> Directions
What you return must match the data below exactly, minus any pictures.

> Records provided
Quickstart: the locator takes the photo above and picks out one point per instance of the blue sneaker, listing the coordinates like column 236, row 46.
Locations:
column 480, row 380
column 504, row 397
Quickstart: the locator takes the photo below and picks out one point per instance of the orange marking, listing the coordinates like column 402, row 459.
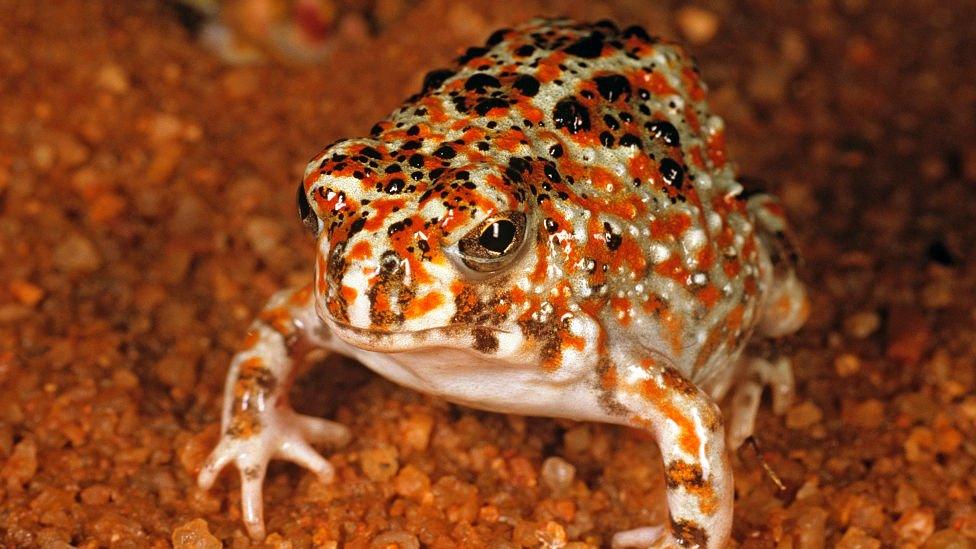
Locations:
column 348, row 293
column 381, row 209
column 716, row 149
column 361, row 250
column 250, row 340
column 300, row 297
column 663, row 399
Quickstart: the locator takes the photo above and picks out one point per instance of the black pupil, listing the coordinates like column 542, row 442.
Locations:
column 498, row 236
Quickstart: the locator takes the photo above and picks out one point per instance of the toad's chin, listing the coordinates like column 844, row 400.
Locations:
column 481, row 339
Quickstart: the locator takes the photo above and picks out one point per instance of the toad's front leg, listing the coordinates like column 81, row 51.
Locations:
column 257, row 423
column 687, row 426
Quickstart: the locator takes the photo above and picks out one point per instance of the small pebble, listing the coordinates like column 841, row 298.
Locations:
column 855, row 538
column 847, row 364
column 948, row 539
column 194, row 535
column 396, row 538
column 25, row 292
column 76, row 254
column 379, row 464
column 803, row 415
column 558, row 474
column 915, row 526
column 415, row 431
column 868, row 414
column 21, row 465
column 862, row 325
column 412, row 483
column 113, row 79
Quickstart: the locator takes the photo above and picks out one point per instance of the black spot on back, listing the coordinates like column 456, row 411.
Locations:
column 572, row 115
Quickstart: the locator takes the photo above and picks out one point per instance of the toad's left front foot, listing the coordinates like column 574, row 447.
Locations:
column 285, row 435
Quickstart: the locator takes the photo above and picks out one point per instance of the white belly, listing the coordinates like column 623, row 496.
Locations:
column 473, row 380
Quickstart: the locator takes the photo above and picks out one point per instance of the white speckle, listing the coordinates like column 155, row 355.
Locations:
column 704, row 180
column 693, row 239
column 659, row 253
column 714, row 221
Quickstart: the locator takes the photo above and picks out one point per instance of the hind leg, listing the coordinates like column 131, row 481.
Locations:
column 760, row 373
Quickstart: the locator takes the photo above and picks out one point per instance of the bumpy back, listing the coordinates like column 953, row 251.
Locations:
column 603, row 138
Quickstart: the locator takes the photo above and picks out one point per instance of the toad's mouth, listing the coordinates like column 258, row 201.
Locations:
column 391, row 341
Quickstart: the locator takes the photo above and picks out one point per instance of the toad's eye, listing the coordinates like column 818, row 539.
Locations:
column 493, row 244
column 305, row 211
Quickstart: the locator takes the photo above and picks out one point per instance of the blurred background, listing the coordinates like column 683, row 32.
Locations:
column 149, row 151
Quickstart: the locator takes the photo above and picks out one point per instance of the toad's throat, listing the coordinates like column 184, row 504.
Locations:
column 385, row 340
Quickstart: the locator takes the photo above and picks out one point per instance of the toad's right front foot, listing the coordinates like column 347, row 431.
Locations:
column 283, row 435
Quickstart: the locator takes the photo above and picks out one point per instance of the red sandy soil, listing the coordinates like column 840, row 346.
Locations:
column 147, row 212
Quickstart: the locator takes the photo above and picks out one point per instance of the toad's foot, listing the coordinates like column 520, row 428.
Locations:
column 649, row 536
column 284, row 435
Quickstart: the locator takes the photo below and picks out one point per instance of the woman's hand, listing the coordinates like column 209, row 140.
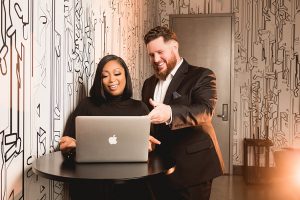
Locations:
column 67, row 143
column 152, row 142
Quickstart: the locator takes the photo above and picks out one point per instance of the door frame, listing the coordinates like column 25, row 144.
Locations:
column 231, row 113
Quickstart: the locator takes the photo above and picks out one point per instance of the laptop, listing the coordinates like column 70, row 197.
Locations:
column 112, row 138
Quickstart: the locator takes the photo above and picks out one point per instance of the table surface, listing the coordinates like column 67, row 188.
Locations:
column 53, row 166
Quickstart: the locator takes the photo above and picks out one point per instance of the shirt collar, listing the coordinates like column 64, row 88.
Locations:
column 173, row 72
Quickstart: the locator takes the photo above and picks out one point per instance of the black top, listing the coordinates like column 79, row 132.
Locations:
column 116, row 107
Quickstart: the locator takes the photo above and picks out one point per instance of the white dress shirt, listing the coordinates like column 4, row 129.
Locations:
column 162, row 87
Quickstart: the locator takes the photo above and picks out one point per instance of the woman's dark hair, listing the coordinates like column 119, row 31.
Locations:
column 97, row 92
column 160, row 31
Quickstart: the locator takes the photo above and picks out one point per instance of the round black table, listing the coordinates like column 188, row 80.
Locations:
column 53, row 166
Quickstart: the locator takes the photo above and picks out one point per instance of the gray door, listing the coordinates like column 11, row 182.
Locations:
column 206, row 40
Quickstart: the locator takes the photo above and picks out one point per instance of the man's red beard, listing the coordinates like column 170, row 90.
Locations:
column 171, row 63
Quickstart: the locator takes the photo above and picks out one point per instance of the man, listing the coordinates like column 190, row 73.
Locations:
column 182, row 98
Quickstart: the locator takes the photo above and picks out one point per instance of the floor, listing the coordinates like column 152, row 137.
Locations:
column 234, row 188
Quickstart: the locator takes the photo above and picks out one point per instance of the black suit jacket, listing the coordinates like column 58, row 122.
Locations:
column 190, row 139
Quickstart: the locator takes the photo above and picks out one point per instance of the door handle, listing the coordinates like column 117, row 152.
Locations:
column 224, row 114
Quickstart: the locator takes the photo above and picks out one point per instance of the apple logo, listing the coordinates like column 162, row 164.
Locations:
column 112, row 140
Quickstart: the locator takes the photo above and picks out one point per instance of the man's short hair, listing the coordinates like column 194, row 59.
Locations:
column 160, row 31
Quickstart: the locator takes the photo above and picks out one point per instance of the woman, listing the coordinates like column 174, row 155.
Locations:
column 110, row 95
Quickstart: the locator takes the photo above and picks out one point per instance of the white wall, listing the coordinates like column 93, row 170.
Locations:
column 266, row 67
column 49, row 50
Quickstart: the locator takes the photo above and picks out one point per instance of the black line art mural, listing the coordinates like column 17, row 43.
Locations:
column 266, row 67
column 49, row 51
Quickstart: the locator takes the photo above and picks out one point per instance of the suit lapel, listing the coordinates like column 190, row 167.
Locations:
column 150, row 92
column 176, row 81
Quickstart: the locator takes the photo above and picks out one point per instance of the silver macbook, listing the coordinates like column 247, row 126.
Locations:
column 112, row 138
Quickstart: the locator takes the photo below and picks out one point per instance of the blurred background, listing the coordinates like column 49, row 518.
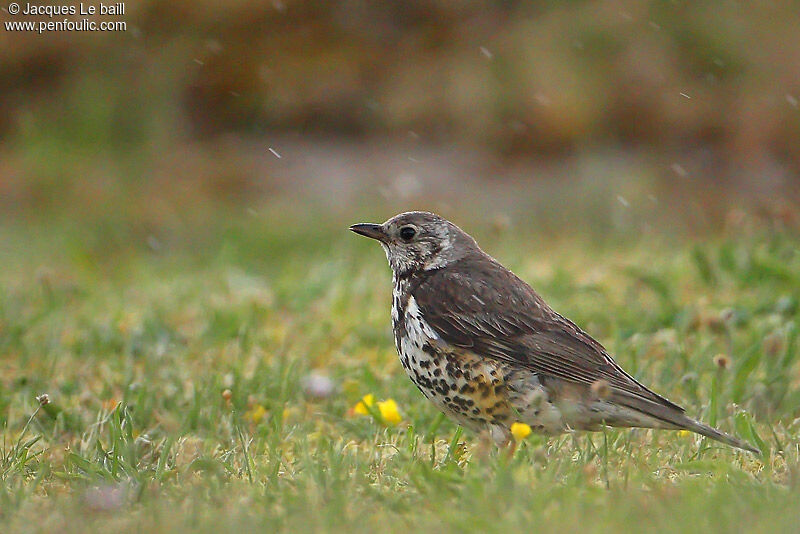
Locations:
column 671, row 116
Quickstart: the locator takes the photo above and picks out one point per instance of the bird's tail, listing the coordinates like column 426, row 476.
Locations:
column 670, row 416
column 718, row 435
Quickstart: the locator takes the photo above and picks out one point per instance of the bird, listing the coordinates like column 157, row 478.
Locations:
column 489, row 352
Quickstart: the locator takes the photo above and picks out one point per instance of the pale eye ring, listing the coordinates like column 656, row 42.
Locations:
column 407, row 233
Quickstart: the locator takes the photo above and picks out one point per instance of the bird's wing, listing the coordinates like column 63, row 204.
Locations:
column 483, row 307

> Result
Quickstart: the locator takes the photo above and picks out one point per instance of the blue sneaker, listing the coordinates like column 236, row 46.
Locations:
column 480, row 380
column 504, row 397
Quickstart: the locator takes the photo below and picks out one point per instance of the orange marking, listing the coordinates like column 402, row 459.
Locations:
column 348, row 293
column 381, row 209
column 716, row 149
column 361, row 250
column 250, row 340
column 300, row 297
column 663, row 399
Quickstart: the locator takes the photo above and picks out one point per instance of the black pupil, listing the coordinates like column 542, row 442.
Locations:
column 498, row 236
Quickstart: the locator takes the photo above and picks out one point per instance of the toad's chin, listing the coordinates like column 844, row 400.
Locations:
column 481, row 339
Quickstart: the locator takes the photo above and picks out one point per instance of the toad's front leg, listing the coordinates like column 81, row 51.
Locations:
column 257, row 423
column 687, row 426
Quickstart: the locator takes the photo above and picks out one point per instance of the small pebble, listing the coordinates like column 841, row 298.
Locations:
column 855, row 538
column 847, row 364
column 948, row 539
column 194, row 535
column 396, row 538
column 25, row 292
column 76, row 254
column 379, row 464
column 803, row 415
column 558, row 474
column 915, row 526
column 415, row 431
column 868, row 414
column 21, row 465
column 862, row 325
column 412, row 483
column 113, row 79
Quickstart: the locator takes the photo above and picks out one point per instance of the black spot on back, listing the coordinates like column 456, row 411.
Locations:
column 572, row 115
Quickstart: the locator takes the photo above and picks out one point per instance of the toad's left front foot, listing the coordinates like column 574, row 447.
Locations:
column 285, row 435
Quickstart: the locator takes the photo above and picks out one point per instance of the white belly, listing the coordinates like column 623, row 496.
Locations:
column 473, row 380
Quickstart: the locator takes the photo above and picks out one point per instance of the white speckle, listing the coordinates like column 155, row 355.
Locations:
column 704, row 180
column 693, row 239
column 659, row 253
column 714, row 221
Quickstart: the locator takes the photo above and picks out one point per instance of the hind leg, listing the coordinates like column 131, row 481.
Locations:
column 760, row 373
Quickstart: the locator takes the photo above and picks out one point per instance of the bumpy back, listing the coordinates like column 953, row 251.
Locations:
column 603, row 138
Quickstart: the locator takes the photo above and picks out one point per instance of the toad's mouth, listing the coordinates like column 258, row 201.
Locations:
column 391, row 341
Quickstart: the locator takes the photo above and picks out one point per instance of the toad's eye, listing the coordinates like column 818, row 539.
Locations:
column 493, row 244
column 305, row 211
Quickstart: the locator takes the photo above and picks out one point per instance of the blurred background, listing the coordinates like column 683, row 32.
Locations:
column 149, row 151
Quickstart: the locator takes the photo above and picks out one point per instance of the toad's throat, listing the coordinates like column 184, row 504.
Locations:
column 385, row 340
Quickstart: the locator takes the photo above and picks out one point per instance of the toad's right front foot, listing the coordinates like column 347, row 431.
Locations:
column 283, row 435
Quickstart: the locator takes the photo above and picks out one point per instance of the red sandy soil, listing the coordinates like column 840, row 346.
Locations:
column 147, row 212
Quickstart: the locator takes the photo above and picks out one point per instance of the toad's foot, listing the coordinates like column 520, row 428.
Locations:
column 649, row 536
column 284, row 435
Quickstart: the locator takes the photo below and picks out one point per instance of the woman's hand, listing the coordinates like column 209, row 140.
Locations:
column 67, row 143
column 152, row 142
Quickstart: the locator takes the photo above and picks out one point per instance of the door frame, listing the coordinates like column 25, row 144.
Locations:
column 231, row 113
Quickstart: the locator takes the photo above and picks out one point per instance of the laptop, listing the coordinates like column 70, row 197.
Locations:
column 112, row 138
Quickstart: the locator takes the photo above and picks out one point per instance of the table surface, listing the coordinates like column 67, row 188.
Locations:
column 53, row 166
Quickstart: the locator takes the photo above and picks out one point per instance of the shirt collar, listing the coordinates like column 64, row 88.
Locations:
column 173, row 72
Quickstart: the locator takes the photo above and picks out one point per instance of the black top, listing the coordinates like column 79, row 132.
Locations:
column 116, row 107
Quickstart: the locator takes the photo above and picks out one point per instance of the white dress shirt, listing the coordinates like column 4, row 129.
Locations:
column 162, row 87
Quickstart: the locator takes the photo above and picks out one point per instance of the woman's dark hair, listing the coordinates like column 119, row 31.
Locations:
column 97, row 92
column 160, row 31
Quickstart: the locator takes the photo above and picks out one point per instance of the round black table, listing the coordinates like column 188, row 80.
Locations:
column 53, row 166
Quickstart: the locator takes the photo above and picks out one point per instance of the gray door, listing the coordinates like column 11, row 182.
Locations:
column 206, row 40
Quickstart: the locator takes the photo above and picks out one point per instance of the man's red beard, listing the coordinates like column 170, row 90.
Locations:
column 171, row 63
Quickstart: the locator takes the photo above and picks out one point per instance of the man, listing the coordinates like column 190, row 73.
Locations:
column 182, row 98
Quickstart: the locator takes the photo above and picks out one point per instance of the floor, listing the coordinates like column 152, row 137.
Locations:
column 234, row 188
Quickstart: the locator takes the photo above and picks out one point per instance of the black suit jacket, listing the coordinates like column 58, row 122.
Locations:
column 190, row 139
Quickstart: the locator takes the photo above and picks out one point per instance of the door handle, listing the coordinates like column 117, row 152.
Locations:
column 224, row 114
Quickstart: the locator takes the photo above and picks out one point per instance of the apple logo, listing the coordinates like column 162, row 164.
Locations:
column 112, row 140
Quickstart: the locator takes the photo above and picks out one point per instance of the man's short hair, listing the coordinates like column 194, row 59.
Locations:
column 160, row 31
Quickstart: the locator takes the photo above and picks out one point per instance of the woman, listing the coordinates like column 174, row 155.
Locations:
column 110, row 95
Quickstart: the locator takes the photo above and picks out one point per instance of the white wall, listing the coordinates like column 93, row 170.
Locations:
column 266, row 67
column 49, row 50
Quickstart: the locator takes the photo above and picks out one point per instance of the black line art mural, listing the coordinates like column 17, row 43.
Locations:
column 266, row 67
column 49, row 51
Quickstart: the locator takes the photo above and picks out one point per instance of the suit lapel, listing the coordinates like column 190, row 167.
Locations:
column 150, row 92
column 176, row 81
Quickstart: the locator takes the photo above and picks out one point per instance of the silver macbook, listing the coordinates like column 247, row 126.
Locations:
column 112, row 138
Quickstart: the locator takes the photo below and picks out one point per instance of the blurred background, listing the coordinates like column 49, row 518.
Locations:
column 671, row 116
Quickstart: the locator takes the photo above and picks out one point per instance of the bird's tail, listing the coordinates like column 426, row 476.
Locations:
column 670, row 416
column 718, row 435
Quickstart: the locator takes the photo above and picks out one point per instance of the bird, listing the coordinates like column 157, row 478.
Locations:
column 489, row 352
Quickstart: the locator takes the photo above and picks out one point per instance of the pale eye ring, listing the coordinates like column 656, row 42.
Locations:
column 407, row 233
Quickstart: the locator takes the photo above and picks out one point per instance of the bird's wing, listing the coordinates like column 63, row 204.
Locations:
column 483, row 307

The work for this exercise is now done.